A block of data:
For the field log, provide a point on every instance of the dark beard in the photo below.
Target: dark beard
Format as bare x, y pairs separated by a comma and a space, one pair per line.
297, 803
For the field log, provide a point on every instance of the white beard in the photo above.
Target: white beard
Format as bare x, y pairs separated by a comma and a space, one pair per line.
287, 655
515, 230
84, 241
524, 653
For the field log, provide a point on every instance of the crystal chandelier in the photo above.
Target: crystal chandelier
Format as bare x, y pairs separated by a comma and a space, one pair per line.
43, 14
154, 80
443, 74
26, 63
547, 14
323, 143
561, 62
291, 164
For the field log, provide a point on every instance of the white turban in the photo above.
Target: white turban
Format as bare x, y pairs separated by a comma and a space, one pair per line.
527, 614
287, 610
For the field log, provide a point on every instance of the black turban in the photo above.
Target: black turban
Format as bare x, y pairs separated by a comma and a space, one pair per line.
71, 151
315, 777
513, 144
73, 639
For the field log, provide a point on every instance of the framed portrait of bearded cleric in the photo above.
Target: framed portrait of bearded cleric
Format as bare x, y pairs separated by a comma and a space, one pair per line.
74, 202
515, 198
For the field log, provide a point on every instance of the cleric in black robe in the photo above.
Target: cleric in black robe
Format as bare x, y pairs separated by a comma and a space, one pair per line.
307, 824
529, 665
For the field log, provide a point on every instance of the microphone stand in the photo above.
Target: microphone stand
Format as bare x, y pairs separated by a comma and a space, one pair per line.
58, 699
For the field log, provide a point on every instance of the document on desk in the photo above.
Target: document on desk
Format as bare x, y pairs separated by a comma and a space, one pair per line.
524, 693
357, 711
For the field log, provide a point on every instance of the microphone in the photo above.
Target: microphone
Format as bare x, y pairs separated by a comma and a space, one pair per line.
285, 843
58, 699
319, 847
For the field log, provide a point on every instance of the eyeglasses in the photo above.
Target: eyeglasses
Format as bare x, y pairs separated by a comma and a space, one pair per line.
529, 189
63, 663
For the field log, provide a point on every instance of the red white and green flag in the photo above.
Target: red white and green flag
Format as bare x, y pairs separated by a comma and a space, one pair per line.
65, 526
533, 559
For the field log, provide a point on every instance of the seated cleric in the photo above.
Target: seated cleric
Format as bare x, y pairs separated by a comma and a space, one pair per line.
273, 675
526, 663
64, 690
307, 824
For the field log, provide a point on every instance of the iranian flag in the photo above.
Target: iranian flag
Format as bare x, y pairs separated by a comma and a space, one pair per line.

What this task involves: Rewrite all of the items above, switching every "field log" to "site record" and leaving everything else unchanged.

Written answer:
For the site record, provide a point on every instance of the dark beard in the photo below.
Target: dark beard
Format as bare x, y pairs separated by a comma and a space, one pair per line.
297, 803
For the site record, provide a point on every instance of the white beard in the photo above.
Target: white beard
Format as bare x, y pairs separated by a comma and a space, one pair per line.
287, 655
515, 230
84, 241
524, 653
For the site record, provide a point on every instance of the crystal chandelier in the photo above.
Target: crystal chandelier
Format as bare x, y pairs separated by a comma and a space, one pair per line.
43, 14
154, 80
443, 74
26, 63
547, 14
323, 143
561, 62
291, 164
For the site record, provide a point on every instance of the white turban in the photo above.
Target: white turban
Format as bare x, y pairs separated by a comma and a space, one pair per line.
527, 614
287, 610
For the site record, provide a point on every instance of the black turban in the photo above.
Target: black turban
Format as bare x, y pairs separated by a comma and a space, one pair per line.
71, 151
315, 777
513, 144
73, 639
For the site record, provide a point on every instance of the framed portrait of bearded cleric in the photo above.
Target: framed portrait of bearded cleric
Format as bare x, y pairs separated by a comma and a space, one pair per line.
74, 202
515, 198
For the site record, provide a point on every instance of the cleric in black robe in the photo above.
Target: cleric in black robe
Format as bare x, y pairs separated by a comma and a space, one pair per line.
307, 824
529, 665
For the site record, provide a point on every instance of the microphone stand in the photo above.
Target: microphone stand
Format as bare x, y pairs separated by a comma and a space, one pair per line.
58, 699
For the site record, provide a point on every instance of the document on desk in the photo above.
Target: document on desk
Format as bare x, y pairs separated by a comma and a space, one pair per line.
524, 693
357, 711
For the site record, provide a point on every instance of the microphone in the photo above.
Target: microphone
Format as bare x, y pairs separated by a comma and a space, one pair per line.
285, 843
58, 699
319, 847
For the site record, provide a point on every instance of the eyeglasses in the photo above.
Target: eyeglasses
Format as bare x, y pairs separated by a comma and a space, one pair per line.
529, 189
63, 663
For the site record, provide a point on every instance of the red white and green flag in the photo above.
Target: red white and green flag
Format as bare x, y pairs separated by a comma and a space, one pair per line.
65, 526
533, 559
For the site record, provide a point on every instance of the seated cleric in the photo above.
Target: seated cleric
Format as bare x, y pairs separated by a comma and a space, one pair per line.
273, 675
526, 663
64, 690
307, 824
For the site record, provide a point on every instance of the iranian flag in the photo above.
Target: iranian flag
Format as bare x, y pairs separated by a comma and a space, one pair per line.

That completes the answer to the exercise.